DATA TO PROCESS
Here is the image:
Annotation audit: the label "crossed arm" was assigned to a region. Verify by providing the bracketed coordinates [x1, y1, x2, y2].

...

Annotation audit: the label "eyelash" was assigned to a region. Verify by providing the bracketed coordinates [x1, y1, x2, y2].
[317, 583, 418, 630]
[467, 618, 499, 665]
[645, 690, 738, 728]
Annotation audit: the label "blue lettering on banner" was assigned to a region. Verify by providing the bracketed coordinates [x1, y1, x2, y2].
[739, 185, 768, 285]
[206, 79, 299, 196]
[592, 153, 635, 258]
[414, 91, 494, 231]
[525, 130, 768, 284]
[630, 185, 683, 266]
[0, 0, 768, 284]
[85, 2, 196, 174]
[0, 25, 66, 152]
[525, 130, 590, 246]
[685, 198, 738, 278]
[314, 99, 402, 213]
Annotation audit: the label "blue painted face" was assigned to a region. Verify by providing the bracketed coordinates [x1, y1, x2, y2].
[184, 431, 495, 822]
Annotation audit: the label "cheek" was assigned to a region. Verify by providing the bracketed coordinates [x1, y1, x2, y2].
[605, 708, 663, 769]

PROBLEM TO SOLVE
Extract each line of the listing above that contains the string "blue".

SOLUTION TO THE EXERCISE
Annotation audit: the label "blue lettering on banner" was assigned to a region. Verify by providing the bracketed coordinates [x1, y1, x2, y2].
Annotation audit: the label "blue painted face" was assigned to a region. Verify by providing the bracketed coordinates [x1, y1, x2, y2].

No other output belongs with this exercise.